## Task to complete
Copy the data below with "background clicks" substituted for every occurrence of "negative clicks", leaving everything else unchanged. Leave the pictures out of your answer.
· · ·
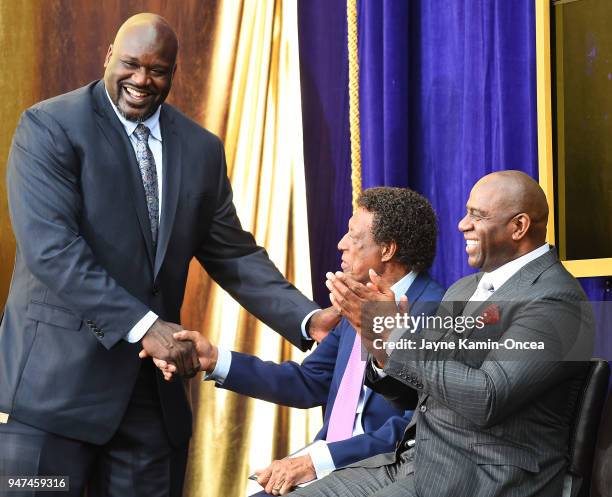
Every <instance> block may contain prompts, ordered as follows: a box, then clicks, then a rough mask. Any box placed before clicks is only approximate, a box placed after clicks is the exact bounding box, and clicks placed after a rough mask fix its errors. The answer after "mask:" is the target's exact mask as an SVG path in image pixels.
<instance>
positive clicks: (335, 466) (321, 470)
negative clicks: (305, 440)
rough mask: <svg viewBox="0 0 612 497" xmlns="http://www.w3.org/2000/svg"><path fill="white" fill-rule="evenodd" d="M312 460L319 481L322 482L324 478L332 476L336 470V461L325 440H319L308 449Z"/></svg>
mask: <svg viewBox="0 0 612 497" xmlns="http://www.w3.org/2000/svg"><path fill="white" fill-rule="evenodd" d="M308 453H309V454H310V459H312V465H313V466H314V468H315V473H316V474H317V479H318V480H320V479H321V478H323V477H324V476H327V475H328V474H330V473H331V472H332V471H333V470H335V469H336V465H335V464H334V460H333V459H332V457H331V452H330V451H329V447H328V446H327V442H325V441H324V440H317V441H316V442H315V443H313V444H312V445H311V446H310V447H309V448H308Z"/></svg>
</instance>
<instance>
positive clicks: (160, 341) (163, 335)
mask: <svg viewBox="0 0 612 497" xmlns="http://www.w3.org/2000/svg"><path fill="white" fill-rule="evenodd" d="M339 321H340V313H339V312H338V311H337V310H336V309H334V307H328V308H327V309H319V310H318V311H317V312H315V313H314V314H313V315H312V316H310V319H309V320H308V325H307V329H308V335H309V336H310V338H312V339H313V340H315V341H316V342H317V343H320V342H321V340H323V339H324V338H325V337H326V336H327V334H328V333H329V331H330V330H331V329H332V328H333V327H334V326H336V325H337V324H338V322H339ZM141 344H142V350H141V351H140V354H139V356H140V358H141V359H144V358H145V357H151V358H152V359H153V362H154V363H155V365H156V366H157V367H158V368H159V369H160V370H161V371H162V373H164V378H165V379H166V380H171V379H172V375H174V374H175V373H176V374H178V375H180V376H184V377H185V378H191V377H192V376H195V375H196V374H197V372H198V371H206V372H207V373H211V372H212V371H213V370H214V369H215V366H216V365H217V357H218V355H219V351H218V350H217V347H215V346H214V345H212V344H211V343H210V342H209V341H208V340H207V339H206V338H205V337H204V336H203V335H201V334H200V333H198V332H197V331H190V330H185V329H183V327H182V326H179V325H178V324H174V323H168V322H166V321H162V320H161V319H158V320H157V321H155V322H154V323H153V325H152V326H151V327H150V328H149V330H148V331H147V332H146V333H145V336H144V337H143V338H142V340H141Z"/></svg>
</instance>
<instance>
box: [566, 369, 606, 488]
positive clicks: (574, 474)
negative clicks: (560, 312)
mask: <svg viewBox="0 0 612 497" xmlns="http://www.w3.org/2000/svg"><path fill="white" fill-rule="evenodd" d="M609 379H610V365H609V364H608V362H607V361H604V360H602V359H592V360H591V363H590V367H589V371H588V373H587V377H586V379H585V382H584V387H583V389H582V392H581V394H580V396H579V398H578V404H577V406H576V414H575V417H574V423H573V424H572V426H571V428H570V443H569V468H568V472H567V476H566V479H565V485H564V489H563V497H589V496H590V492H591V474H592V473H593V459H594V456H595V445H596V444H597V434H598V431H599V424H600V420H601V413H602V410H603V406H604V402H605V401H606V397H607V395H608V382H609ZM608 431H609V430H608Z"/></svg>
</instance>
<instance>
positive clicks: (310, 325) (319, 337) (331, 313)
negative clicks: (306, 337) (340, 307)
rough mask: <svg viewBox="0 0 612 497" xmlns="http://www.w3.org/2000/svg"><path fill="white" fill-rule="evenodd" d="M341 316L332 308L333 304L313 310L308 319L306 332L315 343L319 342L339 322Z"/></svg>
mask: <svg viewBox="0 0 612 497" xmlns="http://www.w3.org/2000/svg"><path fill="white" fill-rule="evenodd" d="M341 318H342V316H341V315H340V313H339V312H338V311H337V310H336V309H334V306H330V307H328V308H327V309H321V310H320V311H317V312H315V313H314V314H313V315H312V316H311V317H310V320H309V321H308V334H309V335H310V338H312V339H313V340H315V341H316V342H317V343H321V341H322V340H323V339H324V338H325V337H326V336H327V335H328V334H329V332H330V331H331V330H332V329H333V328H334V327H335V326H336V325H337V324H338V323H339V322H340V319H341Z"/></svg>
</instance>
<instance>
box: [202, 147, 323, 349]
mask: <svg viewBox="0 0 612 497" xmlns="http://www.w3.org/2000/svg"><path fill="white" fill-rule="evenodd" d="M217 146H218V151H217V152H218V156H219V161H220V169H221V174H220V182H219V186H218V195H217V207H216V210H215V214H214V218H213V220H212V223H211V226H210V229H209V232H208V235H207V237H206V238H205V240H204V242H203V243H202V244H201V246H200V247H199V249H198V251H197V252H196V257H197V259H198V260H199V261H200V263H201V264H202V266H204V268H205V269H206V271H207V272H208V273H209V274H210V275H211V277H212V278H213V279H214V280H215V281H216V282H217V283H219V284H220V285H221V286H222V287H223V288H224V289H225V290H226V291H227V292H229V294H230V295H232V297H234V298H235V299H236V300H237V301H238V302H239V303H240V304H241V305H242V306H243V307H245V308H246V309H247V310H248V311H249V312H250V313H252V314H253V315H255V316H256V317H257V318H258V319H260V320H261V321H263V322H264V323H266V324H267V325H268V326H270V327H271V328H272V329H274V330H276V331H277V332H278V333H280V334H281V335H282V336H283V337H285V338H286V339H287V340H289V341H290V342H291V343H293V344H294V345H296V346H298V347H300V348H301V349H302V350H306V349H307V348H308V347H310V345H311V342H310V341H309V340H304V337H303V336H302V332H301V324H302V320H303V319H304V317H305V316H306V315H307V314H308V313H309V312H311V311H313V310H315V309H318V306H317V305H316V304H315V303H314V302H312V301H310V300H309V299H307V298H306V297H305V296H304V295H302V293H300V292H299V291H298V290H297V289H296V288H295V287H294V286H293V285H292V284H291V283H289V282H288V281H287V280H286V279H285V277H284V276H283V275H282V274H281V273H280V271H279V270H278V269H277V268H276V266H275V265H274V263H273V262H272V261H271V260H270V258H269V257H268V254H267V253H266V251H265V250H264V249H263V248H262V247H259V246H258V245H257V244H256V242H255V239H254V238H253V236H252V235H251V234H250V233H248V232H246V231H244V230H243V229H242V226H241V224H240V220H239V219H238V216H237V214H236V208H235V207H234V203H233V201H232V198H233V195H232V189H231V186H230V182H229V179H228V177H227V167H226V164H225V154H224V151H223V146H222V144H221V142H217Z"/></svg>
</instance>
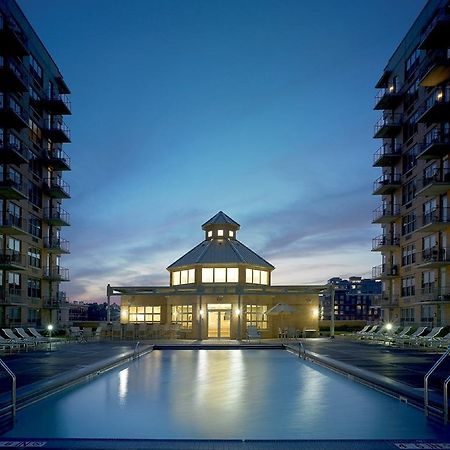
· · ·
## Written answer
Every <instance> block may contain prompts, ordered as follows: a box, then clicks, then a rough mask. Any box placed before clicks is only approximate, a box placed after clicks is the exact bounding box, and clicks placed after a rough mask fix its errors. The answer after "mask:" is the target's exact mask as an SVG path in image pixels.
<instance>
positive clicks: (335, 466) (321, 470)
background clicks: (305, 440)
rough mask: <svg viewBox="0 0 612 497" xmlns="http://www.w3.org/2000/svg"><path fill="white" fill-rule="evenodd" d="M312 460L319 481L322 482L324 478L332 476L336 470V461L325 440H319L308 449Z"/></svg>
mask: <svg viewBox="0 0 612 497" xmlns="http://www.w3.org/2000/svg"><path fill="white" fill-rule="evenodd" d="M308 453H309V454H310V459H312V465H313V466H314V468H315V473H316V474H317V479H318V480H320V479H321V478H323V477H324V476H327V475H328V474H330V473H331V472H332V471H333V470H335V469H336V465H335V464H334V460H333V459H332V457H331V452H330V451H329V447H328V446H327V442H325V441H324V440H317V441H316V442H315V443H313V444H312V445H311V446H310V447H309V448H308Z"/></svg>
</instance>
<instance>
positive clicks: (160, 341) (163, 335)
mask: <svg viewBox="0 0 612 497" xmlns="http://www.w3.org/2000/svg"><path fill="white" fill-rule="evenodd" d="M339 321H340V313H339V312H338V311H337V310H336V309H334V307H328V308H327V309H319V310H318V311H317V312H315V313H314V314H313V315H312V316H310V319H309V320H308V325H307V329H308V335H309V336H310V338H312V339H313V340H315V341H316V342H317V343H320V342H321V340H323V339H324V338H325V337H326V336H327V334H328V333H329V331H330V330H331V329H332V328H333V327H334V326H336V325H337V324H338V322H339ZM141 344H142V350H141V351H140V354H139V356H140V358H141V359H144V358H145V357H151V358H152V359H153V362H154V363H155V365H156V366H157V367H158V368H159V369H160V370H161V371H162V373H164V378H165V379H166V380H171V379H172V375H174V374H175V373H176V374H178V375H180V376H184V377H185V378H191V377H192V376H195V375H196V374H197V372H198V371H206V372H207V373H211V372H212V371H213V370H214V369H215V366H216V365H217V357H218V355H219V351H218V350H217V347H215V346H214V345H212V344H211V343H210V342H209V341H208V340H207V339H206V338H205V337H204V336H203V335H201V334H200V333H198V332H197V331H190V330H185V329H183V327H182V326H179V325H178V324H174V323H168V322H166V321H162V320H161V319H158V320H157V321H155V322H154V323H153V325H152V326H151V327H150V328H149V330H148V331H147V332H146V333H145V336H144V337H143V338H142V340H141Z"/></svg>
</instance>
<instance>
box: [566, 369, 606, 488]
positive clicks: (574, 474)
background clicks: (560, 312)
mask: <svg viewBox="0 0 612 497" xmlns="http://www.w3.org/2000/svg"><path fill="white" fill-rule="evenodd" d="M609 379H610V365H609V364H608V362H607V361H604V360H602V359H592V360H591V363H590V367H589V371H588V373H587V377H586V379H585V382H584V387H583V389H582V392H581V394H580V396H579V398H578V404H577V406H576V414H575V417H574V423H573V424H572V426H571V428H570V443H569V468H568V472H567V476H566V479H565V485H564V489H563V497H589V496H590V492H591V474H592V473H593V459H594V456H595V445H596V444H597V434H598V431H599V424H600V420H601V413H602V410H603V406H604V402H605V401H606V397H607V395H608V382H609ZM608 431H609V430H608Z"/></svg>
</instance>
<instance>
positive clicks: (310, 325) (319, 337) (331, 313)
background clicks: (306, 337) (340, 307)
rough mask: <svg viewBox="0 0 612 497" xmlns="http://www.w3.org/2000/svg"><path fill="white" fill-rule="evenodd" d="M341 316L332 308L333 304L313 310L308 319L306 332L315 343L319 342L339 322Z"/></svg>
mask: <svg viewBox="0 0 612 497" xmlns="http://www.w3.org/2000/svg"><path fill="white" fill-rule="evenodd" d="M341 318H342V316H341V315H340V313H339V312H338V311H337V310H336V309H334V306H330V307H328V308H327V309H321V310H320V311H317V312H315V313H314V314H313V315H312V316H311V317H310V320H309V321H308V334H309V335H310V338H312V339H313V340H315V341H316V342H317V343H321V341H322V340H323V339H324V338H325V337H326V336H327V335H328V334H329V332H330V331H331V330H332V329H333V328H334V327H335V326H336V325H337V324H338V323H339V322H340V319H341Z"/></svg>
</instance>
<instance>
box: [202, 147, 323, 349]
mask: <svg viewBox="0 0 612 497" xmlns="http://www.w3.org/2000/svg"><path fill="white" fill-rule="evenodd" d="M217 146H218V151H217V152H218V156H219V161H220V169H221V174H220V182H219V186H218V195H217V207H216V210H215V214H214V218H213V220H212V223H211V226H210V229H209V232H208V235H207V237H206V238H205V240H204V242H203V243H202V244H201V246H200V247H199V249H198V251H197V252H196V257H197V259H198V260H199V261H200V263H201V264H202V266H204V268H205V269H206V271H207V272H208V273H209V274H210V275H211V277H212V278H213V279H214V280H215V281H216V282H217V283H219V284H220V285H221V286H222V287H223V288H224V289H225V290H226V291H227V292H229V294H230V295H232V297H234V298H235V299H236V300H237V301H238V302H239V303H240V304H241V305H242V306H243V307H245V308H246V309H247V310H248V311H249V312H250V313H252V314H253V315H255V316H256V317H257V318H258V319H260V320H261V321H263V322H264V323H266V324H267V325H268V326H270V327H271V328H272V329H274V330H276V331H277V332H278V333H280V334H281V335H282V336H283V337H285V338H286V339H287V340H289V341H290V342H291V343H293V344H294V345H296V346H298V347H300V348H301V349H302V350H306V349H307V348H308V347H310V345H311V342H310V341H309V340H304V337H303V336H302V332H301V324H302V320H303V319H304V317H305V316H306V315H307V314H308V313H309V312H311V311H313V310H315V309H318V306H317V305H316V304H315V303H314V302H312V301H310V300H309V299H307V298H306V297H305V296H304V295H302V293H300V292H299V291H298V290H297V289H296V288H295V287H294V286H293V285H292V284H291V283H289V282H288V281H287V280H286V279H285V277H284V276H283V275H282V274H281V273H280V271H279V270H278V269H277V268H276V266H275V265H274V263H273V262H272V261H271V260H270V258H269V257H268V254H267V253H266V251H265V250H264V249H263V248H262V247H259V246H258V245H257V244H256V242H255V239H254V238H253V236H252V235H251V234H250V233H248V232H246V231H244V230H243V229H242V226H241V224H240V220H239V219H238V216H237V214H236V208H235V207H234V203H233V201H232V198H233V195H232V189H231V186H230V182H229V179H228V177H227V167H226V164H225V154H224V151H223V146H222V144H221V142H217Z"/></svg>
</instance>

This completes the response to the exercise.